• [Trecho fornecido]:
30/09/2022 às 16h12min - Atualizada em 01/10/2022 às 00h01min

Mais compromissos, menos mentiras

SALA DA NOTÍCIA Vervi Assessoria

 

Samuel Hanan*

Em fevereiro de 2013, o The New York Times, um dos jornais mais influentes do mundo, publicou uma reportagem mostrando como o Brasil criou uma casta do funcionalismo público, possibilitando que muitos enriqueçam às custas do Estado.

“Sindicatos poderosos de certas classes de funcionários públicos, fortes proteções legais para os servidores do governo, um setor público inchado que tem criado muitos novos empregos bem-remunerados, e generosos benefícios, tudo isso torna o setor público brasileiro um cobiçado baluarte de privilégio”, dizia a reportagem.

Enumerando uma série de exemplos, o jornal acrescentava que “enquanto os servidores públicos na Europa e nos Estados Unidos estão tendo os salários reduzidos ou sendo demitidos, alguns funcionários públicos no Brasil estão recebendo salários e benefícios que deixam seus pares nos países desenvolvidos bem atrás”.

O NYT analisava, ainda, que em contraste com “bolsões de excelência” no funcionalismo, “serviços como educação e tratamento de esgoto permanecem lastimáveis”, enquanto o governo brasileiro “financia confortavelmente a si próprio”, conforme reproduziu a Revista Exame, que repercutiu a matéria.

• [Instrução de trabalho 1]:
Redigite o trecho do artigo sobre o funcionalismo público que começa em "Samuel Hanan*" e termina em "custas do Estado.".
• [Instrução de trabalho 2]:
Segundo o artigo sobre o funcionalismo público, em que mês e ano o The New York Times publicou a reportagem sobre o setor público brasileiro?
• [Instrução de trabalho 3]:
Prossiga com o artigo sobre o funcionalismo público brasileiro a partir do ponto em que ele para.

• [Informações extraídas]:
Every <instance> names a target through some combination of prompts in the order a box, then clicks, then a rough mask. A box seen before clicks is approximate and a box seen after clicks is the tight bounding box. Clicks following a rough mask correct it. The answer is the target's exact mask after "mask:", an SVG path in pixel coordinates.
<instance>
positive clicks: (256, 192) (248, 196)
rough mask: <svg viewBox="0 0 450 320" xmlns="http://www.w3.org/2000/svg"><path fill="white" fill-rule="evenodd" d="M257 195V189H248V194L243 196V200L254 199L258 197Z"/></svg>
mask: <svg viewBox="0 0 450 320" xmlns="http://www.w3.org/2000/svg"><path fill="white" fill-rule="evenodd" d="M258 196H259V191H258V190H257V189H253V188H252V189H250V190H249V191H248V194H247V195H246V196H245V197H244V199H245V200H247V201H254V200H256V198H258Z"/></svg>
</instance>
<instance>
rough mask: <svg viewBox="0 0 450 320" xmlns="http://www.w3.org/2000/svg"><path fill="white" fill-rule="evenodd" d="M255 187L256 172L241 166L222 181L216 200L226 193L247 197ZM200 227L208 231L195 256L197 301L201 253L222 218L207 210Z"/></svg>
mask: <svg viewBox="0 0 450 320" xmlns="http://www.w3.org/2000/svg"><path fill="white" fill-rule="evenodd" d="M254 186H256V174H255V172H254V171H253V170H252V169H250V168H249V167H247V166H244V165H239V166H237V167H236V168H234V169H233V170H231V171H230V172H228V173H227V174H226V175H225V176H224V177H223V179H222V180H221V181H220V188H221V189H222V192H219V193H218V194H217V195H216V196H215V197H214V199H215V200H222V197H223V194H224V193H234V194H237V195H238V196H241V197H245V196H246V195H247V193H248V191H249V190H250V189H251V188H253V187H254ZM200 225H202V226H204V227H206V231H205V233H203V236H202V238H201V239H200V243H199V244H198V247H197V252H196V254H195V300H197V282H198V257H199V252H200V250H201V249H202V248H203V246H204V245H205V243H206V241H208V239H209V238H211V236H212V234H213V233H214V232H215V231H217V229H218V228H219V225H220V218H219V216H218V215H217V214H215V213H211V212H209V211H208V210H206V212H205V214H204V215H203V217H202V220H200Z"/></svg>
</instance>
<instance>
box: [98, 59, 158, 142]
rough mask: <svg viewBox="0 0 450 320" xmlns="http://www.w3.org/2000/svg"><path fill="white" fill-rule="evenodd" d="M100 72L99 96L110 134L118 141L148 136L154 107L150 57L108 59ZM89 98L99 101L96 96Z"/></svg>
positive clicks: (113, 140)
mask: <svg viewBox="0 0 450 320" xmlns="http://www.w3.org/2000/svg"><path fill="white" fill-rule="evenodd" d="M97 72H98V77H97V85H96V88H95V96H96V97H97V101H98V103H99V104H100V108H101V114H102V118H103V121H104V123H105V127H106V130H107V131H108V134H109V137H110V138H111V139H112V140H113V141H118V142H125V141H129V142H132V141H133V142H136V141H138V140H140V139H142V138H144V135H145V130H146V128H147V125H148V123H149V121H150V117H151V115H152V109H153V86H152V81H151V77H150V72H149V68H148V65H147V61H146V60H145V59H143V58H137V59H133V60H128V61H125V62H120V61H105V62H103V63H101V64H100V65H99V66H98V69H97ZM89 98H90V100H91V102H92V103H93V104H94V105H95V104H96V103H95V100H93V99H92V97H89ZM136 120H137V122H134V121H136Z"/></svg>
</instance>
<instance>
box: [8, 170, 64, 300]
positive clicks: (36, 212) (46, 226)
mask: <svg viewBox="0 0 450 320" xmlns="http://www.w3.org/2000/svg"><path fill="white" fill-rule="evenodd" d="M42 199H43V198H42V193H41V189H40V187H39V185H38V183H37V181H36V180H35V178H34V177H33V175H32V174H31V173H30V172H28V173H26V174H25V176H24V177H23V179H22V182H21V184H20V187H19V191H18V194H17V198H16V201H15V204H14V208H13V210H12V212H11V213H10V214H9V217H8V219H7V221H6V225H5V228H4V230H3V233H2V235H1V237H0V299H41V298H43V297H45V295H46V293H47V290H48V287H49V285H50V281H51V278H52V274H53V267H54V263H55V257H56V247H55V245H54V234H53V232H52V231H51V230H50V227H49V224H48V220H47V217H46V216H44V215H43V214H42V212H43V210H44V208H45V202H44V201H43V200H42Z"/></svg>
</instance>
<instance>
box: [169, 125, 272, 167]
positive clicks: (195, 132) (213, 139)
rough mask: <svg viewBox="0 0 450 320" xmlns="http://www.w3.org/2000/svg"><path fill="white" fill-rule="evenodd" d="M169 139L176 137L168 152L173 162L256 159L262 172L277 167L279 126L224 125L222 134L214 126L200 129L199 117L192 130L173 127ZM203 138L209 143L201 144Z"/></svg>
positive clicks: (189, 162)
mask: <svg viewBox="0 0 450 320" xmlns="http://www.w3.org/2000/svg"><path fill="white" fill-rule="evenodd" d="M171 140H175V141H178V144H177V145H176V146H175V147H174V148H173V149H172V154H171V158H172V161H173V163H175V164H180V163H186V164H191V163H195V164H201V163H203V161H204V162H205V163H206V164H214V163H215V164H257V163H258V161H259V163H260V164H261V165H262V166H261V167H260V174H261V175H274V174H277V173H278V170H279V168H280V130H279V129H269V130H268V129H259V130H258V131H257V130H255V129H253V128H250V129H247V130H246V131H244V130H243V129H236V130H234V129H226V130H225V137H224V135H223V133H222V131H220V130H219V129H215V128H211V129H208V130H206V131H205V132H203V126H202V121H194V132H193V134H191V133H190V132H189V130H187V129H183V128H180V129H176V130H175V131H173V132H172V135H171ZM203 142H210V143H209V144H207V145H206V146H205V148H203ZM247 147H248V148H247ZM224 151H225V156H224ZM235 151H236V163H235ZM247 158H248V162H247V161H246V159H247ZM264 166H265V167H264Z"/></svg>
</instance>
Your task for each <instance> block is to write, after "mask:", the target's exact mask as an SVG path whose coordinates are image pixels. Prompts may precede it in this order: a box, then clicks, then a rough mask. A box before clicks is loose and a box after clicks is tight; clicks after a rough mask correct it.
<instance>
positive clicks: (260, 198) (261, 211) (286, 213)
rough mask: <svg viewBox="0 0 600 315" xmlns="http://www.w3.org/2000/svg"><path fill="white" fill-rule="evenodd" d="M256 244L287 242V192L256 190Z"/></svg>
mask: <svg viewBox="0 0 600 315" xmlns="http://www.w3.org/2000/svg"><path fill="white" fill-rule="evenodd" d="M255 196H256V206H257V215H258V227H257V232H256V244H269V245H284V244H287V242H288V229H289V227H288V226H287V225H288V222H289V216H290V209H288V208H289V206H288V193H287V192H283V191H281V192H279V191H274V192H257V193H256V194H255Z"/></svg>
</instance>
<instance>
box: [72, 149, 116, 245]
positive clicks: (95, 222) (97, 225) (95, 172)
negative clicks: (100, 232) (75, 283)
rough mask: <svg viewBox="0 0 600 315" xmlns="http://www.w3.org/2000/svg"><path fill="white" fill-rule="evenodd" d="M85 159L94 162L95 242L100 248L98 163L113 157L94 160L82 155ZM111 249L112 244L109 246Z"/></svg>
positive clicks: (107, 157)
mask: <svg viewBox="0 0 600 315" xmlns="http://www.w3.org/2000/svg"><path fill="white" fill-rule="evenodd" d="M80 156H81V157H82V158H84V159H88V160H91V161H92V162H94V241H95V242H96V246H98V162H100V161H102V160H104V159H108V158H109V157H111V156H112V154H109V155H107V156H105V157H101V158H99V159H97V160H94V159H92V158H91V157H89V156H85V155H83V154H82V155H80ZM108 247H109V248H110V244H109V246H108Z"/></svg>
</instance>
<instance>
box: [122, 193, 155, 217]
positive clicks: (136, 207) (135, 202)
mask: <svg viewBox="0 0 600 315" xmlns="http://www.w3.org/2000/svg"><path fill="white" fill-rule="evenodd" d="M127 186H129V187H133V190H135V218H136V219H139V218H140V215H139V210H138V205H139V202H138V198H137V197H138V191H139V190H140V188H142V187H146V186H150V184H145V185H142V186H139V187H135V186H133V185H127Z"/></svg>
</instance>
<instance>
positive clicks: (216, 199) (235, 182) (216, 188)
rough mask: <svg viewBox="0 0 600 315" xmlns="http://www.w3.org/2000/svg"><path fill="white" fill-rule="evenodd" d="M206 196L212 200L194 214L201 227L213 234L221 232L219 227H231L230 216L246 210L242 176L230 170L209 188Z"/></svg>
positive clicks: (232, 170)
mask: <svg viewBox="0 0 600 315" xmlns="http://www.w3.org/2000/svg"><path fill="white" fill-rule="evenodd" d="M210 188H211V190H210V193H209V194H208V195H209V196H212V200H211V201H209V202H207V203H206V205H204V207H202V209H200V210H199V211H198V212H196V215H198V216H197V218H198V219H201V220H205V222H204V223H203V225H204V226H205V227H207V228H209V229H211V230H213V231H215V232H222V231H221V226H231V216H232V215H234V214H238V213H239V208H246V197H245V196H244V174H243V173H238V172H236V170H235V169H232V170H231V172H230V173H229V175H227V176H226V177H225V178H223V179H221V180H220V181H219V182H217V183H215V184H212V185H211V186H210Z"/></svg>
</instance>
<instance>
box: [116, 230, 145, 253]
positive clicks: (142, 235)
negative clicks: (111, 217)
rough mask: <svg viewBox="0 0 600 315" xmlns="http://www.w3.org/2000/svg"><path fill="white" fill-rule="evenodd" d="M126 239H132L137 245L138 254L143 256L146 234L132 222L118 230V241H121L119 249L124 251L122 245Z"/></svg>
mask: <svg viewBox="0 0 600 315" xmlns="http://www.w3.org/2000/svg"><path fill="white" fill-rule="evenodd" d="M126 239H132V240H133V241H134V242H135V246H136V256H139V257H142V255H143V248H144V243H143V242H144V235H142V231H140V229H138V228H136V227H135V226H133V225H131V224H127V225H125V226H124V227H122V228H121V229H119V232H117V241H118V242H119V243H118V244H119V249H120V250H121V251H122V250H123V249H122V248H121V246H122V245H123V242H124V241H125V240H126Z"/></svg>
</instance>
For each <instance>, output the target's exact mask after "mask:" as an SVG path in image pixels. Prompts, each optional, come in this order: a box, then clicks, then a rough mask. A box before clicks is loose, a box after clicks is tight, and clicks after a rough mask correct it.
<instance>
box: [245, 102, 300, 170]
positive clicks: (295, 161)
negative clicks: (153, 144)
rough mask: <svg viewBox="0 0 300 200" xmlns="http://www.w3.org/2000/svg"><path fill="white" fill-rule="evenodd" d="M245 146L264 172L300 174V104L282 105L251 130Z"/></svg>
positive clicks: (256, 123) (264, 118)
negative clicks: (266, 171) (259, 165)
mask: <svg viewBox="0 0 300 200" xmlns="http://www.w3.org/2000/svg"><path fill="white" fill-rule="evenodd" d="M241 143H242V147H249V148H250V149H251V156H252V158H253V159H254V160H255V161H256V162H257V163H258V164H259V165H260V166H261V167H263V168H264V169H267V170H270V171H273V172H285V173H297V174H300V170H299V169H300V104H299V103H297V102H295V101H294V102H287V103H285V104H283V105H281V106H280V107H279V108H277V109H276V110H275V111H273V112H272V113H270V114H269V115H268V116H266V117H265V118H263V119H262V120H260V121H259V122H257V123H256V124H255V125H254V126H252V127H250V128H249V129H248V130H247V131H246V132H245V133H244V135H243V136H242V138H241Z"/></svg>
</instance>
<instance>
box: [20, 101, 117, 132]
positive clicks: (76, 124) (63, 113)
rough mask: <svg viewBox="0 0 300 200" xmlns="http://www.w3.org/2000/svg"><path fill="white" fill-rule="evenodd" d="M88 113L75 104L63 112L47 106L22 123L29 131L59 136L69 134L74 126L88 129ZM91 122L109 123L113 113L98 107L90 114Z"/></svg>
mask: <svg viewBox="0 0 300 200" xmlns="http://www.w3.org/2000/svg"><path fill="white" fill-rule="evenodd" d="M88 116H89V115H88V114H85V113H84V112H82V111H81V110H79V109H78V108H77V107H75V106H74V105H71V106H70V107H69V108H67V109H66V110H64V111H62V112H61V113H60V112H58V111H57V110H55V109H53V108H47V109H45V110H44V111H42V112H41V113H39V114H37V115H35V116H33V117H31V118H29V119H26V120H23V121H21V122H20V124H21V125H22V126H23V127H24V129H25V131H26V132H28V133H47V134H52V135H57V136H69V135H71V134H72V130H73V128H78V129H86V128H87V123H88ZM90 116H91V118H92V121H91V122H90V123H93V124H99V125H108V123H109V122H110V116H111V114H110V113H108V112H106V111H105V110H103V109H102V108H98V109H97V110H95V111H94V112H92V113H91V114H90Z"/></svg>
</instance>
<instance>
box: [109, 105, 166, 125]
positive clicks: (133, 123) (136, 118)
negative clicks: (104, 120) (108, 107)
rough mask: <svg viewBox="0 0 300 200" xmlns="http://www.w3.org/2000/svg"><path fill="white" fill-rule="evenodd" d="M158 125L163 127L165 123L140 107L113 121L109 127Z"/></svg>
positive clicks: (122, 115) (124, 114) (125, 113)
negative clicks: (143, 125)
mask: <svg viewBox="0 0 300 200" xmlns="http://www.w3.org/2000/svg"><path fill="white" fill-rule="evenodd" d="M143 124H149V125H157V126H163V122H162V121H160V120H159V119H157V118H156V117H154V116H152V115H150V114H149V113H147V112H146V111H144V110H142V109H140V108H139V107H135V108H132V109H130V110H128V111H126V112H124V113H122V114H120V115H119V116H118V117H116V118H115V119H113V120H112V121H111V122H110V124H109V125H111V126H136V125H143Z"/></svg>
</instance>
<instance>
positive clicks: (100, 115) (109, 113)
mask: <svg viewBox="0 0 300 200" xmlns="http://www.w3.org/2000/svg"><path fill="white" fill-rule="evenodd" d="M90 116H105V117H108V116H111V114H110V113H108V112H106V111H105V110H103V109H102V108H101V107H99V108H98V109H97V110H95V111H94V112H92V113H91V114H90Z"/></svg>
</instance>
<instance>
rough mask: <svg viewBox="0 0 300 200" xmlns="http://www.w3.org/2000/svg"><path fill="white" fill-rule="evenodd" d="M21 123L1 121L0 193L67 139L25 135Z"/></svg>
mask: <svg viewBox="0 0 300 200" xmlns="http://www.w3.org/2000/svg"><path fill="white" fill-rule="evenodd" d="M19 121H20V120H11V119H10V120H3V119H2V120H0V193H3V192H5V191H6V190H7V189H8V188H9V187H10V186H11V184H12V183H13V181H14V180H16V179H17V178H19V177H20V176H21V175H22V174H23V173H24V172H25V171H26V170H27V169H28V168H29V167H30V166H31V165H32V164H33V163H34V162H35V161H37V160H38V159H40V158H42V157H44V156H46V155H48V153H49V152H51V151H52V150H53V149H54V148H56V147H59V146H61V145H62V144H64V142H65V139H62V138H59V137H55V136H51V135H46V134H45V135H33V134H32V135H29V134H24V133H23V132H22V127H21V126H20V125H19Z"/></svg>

• [Resposta final 1]:
Samuel Hanan*

Em fevereiro de 2013, o The New York Times, um dos jornais mais influentes do mundo, publicou uma reportagem mostrando como o Brasil criou uma casta do funcionalismo público, possibilitando que muitos enriqueçam às custas do Estado.

• [Resposta final 2]:
Em fevereiro de 2013.

• [Resposta final 3]:
É desolador constatar que, passados quase 10 anos, nada foi feito para reverter essa situação. Pelo contrário: continuamos a ver novas iniciativas de ampliação dos privilégios. Um exemplo é a Emenda Constitucional nº 122, de 17 de maio de 2022, que aumentou de 65 para 70 anos a idade máxima para indicações e ingresso nos Tribunais Superiores (STF, STJ e TRFs). Como a legislação prevê a aposentadoria compulsória no serviço público aos 75 anos de idade, significa que alguns poderão se aposentar com vantajosa remuneração, trabalhando apenas cinco anos nos tribunais, enquanto o restante dos mortais brasileiros, vinculados à CLT, se aposenta após 35 ou 40 anos de trabalho com o teto de R$ 7.087,22, fixado pelo INSS.

Alguém de bem já aconselhou que quem quiser ficar rico que passe longe da vida pública. No Brasil de hoje, entretanto, pratica-se o oposto. Muitos ingressam na vida pública buscando o enriquecimento fácil. Em pouco tempo, passam a ostentar padrão de

vida incompatível com a remuneração dos cargos que ocupam, mas permanecem incólumes apesar dos evidentes sinais exteriores de riqueza.

Este é um país em que todos são iguais perante a Lei somente na letra fria da Constituição, despudoramente desrespeitada. Outro exemplo é o instituto do foro privilegiado, estendido a mais de 55.000 ocupantes de cargos públicos, excrecência nacional porque sua abrangência não encontra similaridade em nenhum outro país do mundo. Só o Brasil tem mais de 55.000 “monarcas”, todos beneficiados por um instituto legal que funciona como fábrica de corrupção e de impunidade.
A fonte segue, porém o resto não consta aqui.